- [Work order]
Search the records for "sunflower". Report every line where it occurs.
___ Dataset content ___
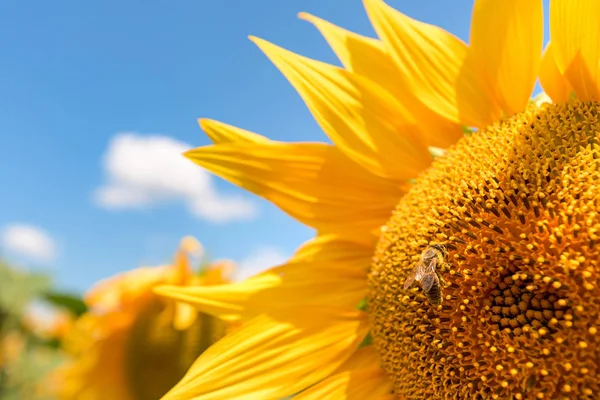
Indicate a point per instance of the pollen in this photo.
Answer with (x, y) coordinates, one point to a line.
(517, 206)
___
___ Dataset content ___
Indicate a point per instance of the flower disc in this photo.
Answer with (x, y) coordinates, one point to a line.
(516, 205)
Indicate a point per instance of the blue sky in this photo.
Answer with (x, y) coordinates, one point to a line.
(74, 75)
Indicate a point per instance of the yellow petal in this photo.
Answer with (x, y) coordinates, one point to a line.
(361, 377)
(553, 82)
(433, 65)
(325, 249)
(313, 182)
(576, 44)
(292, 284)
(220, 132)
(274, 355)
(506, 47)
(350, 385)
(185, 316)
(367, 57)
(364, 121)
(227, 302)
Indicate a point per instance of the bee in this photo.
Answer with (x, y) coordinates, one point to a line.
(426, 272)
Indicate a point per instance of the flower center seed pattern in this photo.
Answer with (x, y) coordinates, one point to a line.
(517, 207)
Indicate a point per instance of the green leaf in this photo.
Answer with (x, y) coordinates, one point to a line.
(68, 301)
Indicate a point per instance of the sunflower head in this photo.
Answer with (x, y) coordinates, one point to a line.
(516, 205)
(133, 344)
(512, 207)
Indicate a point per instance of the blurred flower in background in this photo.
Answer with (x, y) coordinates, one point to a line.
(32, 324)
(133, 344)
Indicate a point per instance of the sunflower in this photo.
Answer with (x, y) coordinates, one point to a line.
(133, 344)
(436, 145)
___
___ Dataset content ___
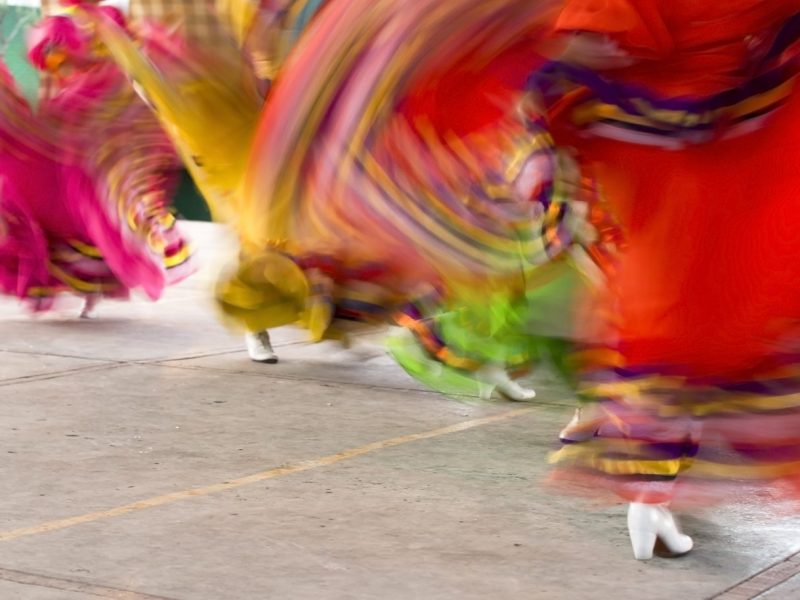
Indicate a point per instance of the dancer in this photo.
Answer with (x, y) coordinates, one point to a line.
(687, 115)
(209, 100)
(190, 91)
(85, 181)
___
- [Response to this exercise]
Indicate a point per instance of the sunflower head in this photo.
Indicate a point per instance of the sunflower in this photo.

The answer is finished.